====== GIVEN DATA ======
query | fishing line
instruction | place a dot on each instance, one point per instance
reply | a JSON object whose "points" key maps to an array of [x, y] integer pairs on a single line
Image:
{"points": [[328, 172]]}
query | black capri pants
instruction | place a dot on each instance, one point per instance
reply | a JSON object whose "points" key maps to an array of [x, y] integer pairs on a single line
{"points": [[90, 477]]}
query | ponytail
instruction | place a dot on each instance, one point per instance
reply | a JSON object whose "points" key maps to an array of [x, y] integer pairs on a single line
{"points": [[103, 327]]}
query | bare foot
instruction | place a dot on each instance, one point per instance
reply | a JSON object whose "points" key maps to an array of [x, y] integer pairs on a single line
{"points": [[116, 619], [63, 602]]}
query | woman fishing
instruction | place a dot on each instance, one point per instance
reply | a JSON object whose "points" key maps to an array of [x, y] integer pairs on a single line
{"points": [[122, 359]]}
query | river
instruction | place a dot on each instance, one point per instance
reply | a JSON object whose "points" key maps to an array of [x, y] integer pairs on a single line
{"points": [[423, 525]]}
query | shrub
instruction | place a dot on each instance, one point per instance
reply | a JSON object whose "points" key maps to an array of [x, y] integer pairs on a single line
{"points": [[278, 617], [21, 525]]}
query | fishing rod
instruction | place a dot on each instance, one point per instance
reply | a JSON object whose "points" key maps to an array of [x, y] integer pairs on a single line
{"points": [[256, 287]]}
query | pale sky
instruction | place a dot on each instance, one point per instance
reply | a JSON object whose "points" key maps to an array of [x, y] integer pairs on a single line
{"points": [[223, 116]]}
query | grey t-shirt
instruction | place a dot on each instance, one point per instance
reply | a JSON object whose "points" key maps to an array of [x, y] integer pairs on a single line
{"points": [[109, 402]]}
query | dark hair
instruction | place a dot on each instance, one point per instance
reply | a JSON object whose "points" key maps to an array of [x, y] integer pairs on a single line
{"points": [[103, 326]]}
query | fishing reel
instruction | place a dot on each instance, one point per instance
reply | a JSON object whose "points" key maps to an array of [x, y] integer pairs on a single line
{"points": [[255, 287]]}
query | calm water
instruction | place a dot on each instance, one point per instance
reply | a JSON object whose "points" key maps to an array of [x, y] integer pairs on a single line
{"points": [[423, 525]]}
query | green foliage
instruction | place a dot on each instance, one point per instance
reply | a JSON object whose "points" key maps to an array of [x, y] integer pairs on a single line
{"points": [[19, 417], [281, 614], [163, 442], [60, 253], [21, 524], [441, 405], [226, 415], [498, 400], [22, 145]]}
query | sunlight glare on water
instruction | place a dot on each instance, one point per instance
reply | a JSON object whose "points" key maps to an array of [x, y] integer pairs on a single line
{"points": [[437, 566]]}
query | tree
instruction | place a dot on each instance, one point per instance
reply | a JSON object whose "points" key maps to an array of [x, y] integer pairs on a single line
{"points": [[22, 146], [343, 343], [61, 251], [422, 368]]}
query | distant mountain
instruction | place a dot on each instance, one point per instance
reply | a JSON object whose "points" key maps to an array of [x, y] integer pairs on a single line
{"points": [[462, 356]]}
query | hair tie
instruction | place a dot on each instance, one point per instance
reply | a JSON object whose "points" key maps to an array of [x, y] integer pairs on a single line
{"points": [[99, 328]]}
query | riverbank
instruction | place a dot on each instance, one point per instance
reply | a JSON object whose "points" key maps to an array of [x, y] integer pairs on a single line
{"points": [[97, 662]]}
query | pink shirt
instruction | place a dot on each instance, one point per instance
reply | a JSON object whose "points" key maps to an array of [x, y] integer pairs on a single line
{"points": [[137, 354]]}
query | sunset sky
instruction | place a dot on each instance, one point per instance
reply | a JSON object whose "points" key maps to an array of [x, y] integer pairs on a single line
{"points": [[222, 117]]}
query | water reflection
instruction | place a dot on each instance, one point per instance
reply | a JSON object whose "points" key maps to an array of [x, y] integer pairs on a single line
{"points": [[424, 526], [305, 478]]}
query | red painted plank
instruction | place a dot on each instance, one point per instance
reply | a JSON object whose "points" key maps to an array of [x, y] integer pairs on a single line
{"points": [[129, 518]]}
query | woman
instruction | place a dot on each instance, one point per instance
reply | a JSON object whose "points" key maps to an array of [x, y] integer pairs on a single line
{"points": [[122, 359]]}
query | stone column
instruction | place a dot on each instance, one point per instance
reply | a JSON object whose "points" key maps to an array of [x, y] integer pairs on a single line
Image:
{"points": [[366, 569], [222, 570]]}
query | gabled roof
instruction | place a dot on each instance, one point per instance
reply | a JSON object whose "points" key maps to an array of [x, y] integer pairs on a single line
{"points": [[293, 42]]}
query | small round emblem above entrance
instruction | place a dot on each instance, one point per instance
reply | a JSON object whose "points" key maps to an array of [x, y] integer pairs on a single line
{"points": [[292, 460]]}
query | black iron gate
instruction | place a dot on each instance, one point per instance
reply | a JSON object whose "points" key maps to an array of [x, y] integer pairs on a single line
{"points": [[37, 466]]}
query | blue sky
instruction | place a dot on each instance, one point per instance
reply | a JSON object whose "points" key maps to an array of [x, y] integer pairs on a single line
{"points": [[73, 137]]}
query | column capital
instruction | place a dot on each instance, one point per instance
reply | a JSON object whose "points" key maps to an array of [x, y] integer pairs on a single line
======
# WHAT THIS TASK INVOLVES
Your task is to show every line of the listing above containing "column".

# WORKED SOLUTION
query | stone column
query | column capital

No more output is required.